» **EXERCISE MATERIALS**:

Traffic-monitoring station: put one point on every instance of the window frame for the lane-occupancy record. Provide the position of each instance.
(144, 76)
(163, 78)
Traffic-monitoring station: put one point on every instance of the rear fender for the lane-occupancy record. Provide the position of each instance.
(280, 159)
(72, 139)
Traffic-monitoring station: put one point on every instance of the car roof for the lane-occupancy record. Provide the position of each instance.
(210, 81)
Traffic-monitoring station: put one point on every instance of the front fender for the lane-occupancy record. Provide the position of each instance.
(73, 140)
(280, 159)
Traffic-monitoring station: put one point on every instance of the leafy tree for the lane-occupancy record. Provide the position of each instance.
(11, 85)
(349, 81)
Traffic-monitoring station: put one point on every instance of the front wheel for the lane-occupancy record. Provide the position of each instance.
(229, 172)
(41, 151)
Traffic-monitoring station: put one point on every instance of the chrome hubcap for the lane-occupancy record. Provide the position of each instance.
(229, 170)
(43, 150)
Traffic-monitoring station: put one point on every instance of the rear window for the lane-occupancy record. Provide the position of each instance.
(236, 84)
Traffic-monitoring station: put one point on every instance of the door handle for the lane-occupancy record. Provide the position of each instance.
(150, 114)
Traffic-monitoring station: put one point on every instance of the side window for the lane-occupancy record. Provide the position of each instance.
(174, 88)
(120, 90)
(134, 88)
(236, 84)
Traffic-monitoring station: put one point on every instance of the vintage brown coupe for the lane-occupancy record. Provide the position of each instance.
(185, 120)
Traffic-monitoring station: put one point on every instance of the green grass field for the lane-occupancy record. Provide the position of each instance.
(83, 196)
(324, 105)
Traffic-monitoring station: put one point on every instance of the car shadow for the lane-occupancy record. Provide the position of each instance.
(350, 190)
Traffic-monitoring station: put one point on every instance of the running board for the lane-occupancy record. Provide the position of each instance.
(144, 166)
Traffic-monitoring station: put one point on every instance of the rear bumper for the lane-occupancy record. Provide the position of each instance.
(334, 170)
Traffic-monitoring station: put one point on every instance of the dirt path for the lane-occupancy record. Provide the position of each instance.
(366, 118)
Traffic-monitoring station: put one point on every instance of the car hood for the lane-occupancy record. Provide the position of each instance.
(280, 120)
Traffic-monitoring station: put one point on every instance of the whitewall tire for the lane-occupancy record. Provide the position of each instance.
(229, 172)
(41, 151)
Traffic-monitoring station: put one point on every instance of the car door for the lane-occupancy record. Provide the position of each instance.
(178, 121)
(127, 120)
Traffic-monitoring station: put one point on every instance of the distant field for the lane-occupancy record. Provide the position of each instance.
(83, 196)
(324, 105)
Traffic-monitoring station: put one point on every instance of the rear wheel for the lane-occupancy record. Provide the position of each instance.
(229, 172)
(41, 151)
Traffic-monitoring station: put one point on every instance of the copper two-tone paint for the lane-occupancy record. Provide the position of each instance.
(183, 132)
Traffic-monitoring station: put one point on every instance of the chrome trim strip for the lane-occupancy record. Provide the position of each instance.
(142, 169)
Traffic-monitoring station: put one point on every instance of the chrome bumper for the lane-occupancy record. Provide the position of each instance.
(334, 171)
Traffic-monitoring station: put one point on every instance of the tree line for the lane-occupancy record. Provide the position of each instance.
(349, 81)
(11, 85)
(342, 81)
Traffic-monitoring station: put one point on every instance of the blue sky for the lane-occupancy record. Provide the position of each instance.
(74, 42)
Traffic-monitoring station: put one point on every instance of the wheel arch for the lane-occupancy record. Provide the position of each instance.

» **REQUIRED ACTION**:
Word for word, set down the complete listing once more.

» **RESPONSE TO THE TASK**:
Traffic-monitoring station: put one point on every instance of the window frame for the lane-occupancy record. Provide the position of each instance.
(144, 76)
(163, 78)
Traffic-monitoring station: put one point on every instance of the rear fender for the lane-occupancy record. Provide the position of each instance.
(280, 159)
(72, 139)
Traffic-monitoring station: put one point on every instance of the car roof for the lane-occupancy record. Provide the position of each instance.
(210, 81)
Traffic-monitoring station: put one point on every instance of the front fender for the lane-occupancy record. Provide the position of each instance.
(73, 140)
(280, 159)
Traffic-monitoring station: put one point on every instance of the leafy tree for the lane-occupancy record. Provide the position of each instance.
(11, 85)
(349, 81)
Traffic-monitoring station: put one point on every instance of the front wheel for the lane-occupancy record. Provide the position of each instance.
(229, 172)
(41, 151)
Traffic-monitoring station: put one point on every instance of the chrome hubcap for the lane-occupancy record. Provide the position of each instance.
(229, 170)
(43, 150)
Traffic-monitoring station: put one point on every instance of the rear window for the lane-occupancy record. Provide the position of each instance.
(236, 84)
Traffic-monitoring station: put one point on every instance of the door handle for the lane-occupancy record. Provide the position of each instance.
(150, 114)
Traffic-monitoring station: put one point on every instance of the side window for the lane-occupancy record. Provide the position of each instance.
(174, 88)
(120, 90)
(134, 88)
(236, 84)
Traffic-monitoring station: put one point on every instance of the vintage brown coupe for the lane-occupancy record. Provide the position of each instance.
(185, 120)
Traffic-monitoring station: put one point on every instance of the green grass field for the lane-occupancy record. Provide the position of each instance.
(83, 196)
(324, 105)
Traffic-monitoring station: put one point on every instance of the car shadow for the lane-occupancy record. Provide the position of each instance.
(350, 190)
Traffic-monitoring station: put one point on every instance of the running board for the lane-occupancy record. Provide the position of each instance.
(144, 166)
Traffic-monitoring station: put one point on every instance of the rear bumper for the lane-occupancy record. Provide the position of each instance.
(334, 170)
Traffic-monitoring station: put one point on every instance of the dirt path for the lane-occupancy record. Provide the position of each instance.
(366, 118)
Traffic-monitoring station: put one point on every instance of the car hood for the lane-occupancy record. Provide the position of each instance.
(280, 120)
Traffic-monitoring station: put one point on every instance of the whitewall tire for the lane-occupancy record. Provide the position of each instance.
(229, 172)
(41, 151)
Traffic-monitoring station: put one point on every instance of the car door for the lane-occupancy record. Provide the position of each instance.
(178, 121)
(127, 120)
Traffic-monitoring station: put one point on every instance of the distant field for the lane-occupancy record. Provide the position of each instance.
(83, 196)
(324, 105)
Traffic-monitoring station: put one point on every instance of the rear wheel for the lane-occupancy record. Provide the position of each instance.
(229, 172)
(41, 151)
Traffic-monitoring station: put one point on every instance of the copper two-tone paint for the lane-occupancy record. Provide the position of each instance.
(183, 132)
Traffic-monitoring station: put one point on every instance of the chrome trim strip for the lane-occupancy record. Provide the position of each instance.
(142, 169)
Traffic-monitoring station: put one point on every instance of the chrome bumper for the lane-occupancy record. Provide the position of each instance.
(334, 171)
Traffic-monitoring station: put one point on every instance of the tree line for the lane-occupancy record. Provide the position of each instance.
(349, 81)
(11, 85)
(342, 81)
Traffic-monitoring station: put one point on every instance of the blue sky for the lane-occupancy record. Provide the position of each instance.
(74, 42)
Traffic-monitoring station: put one point on every instance of the wheel arch for the lane-occupancy record. Provide the position of each instance.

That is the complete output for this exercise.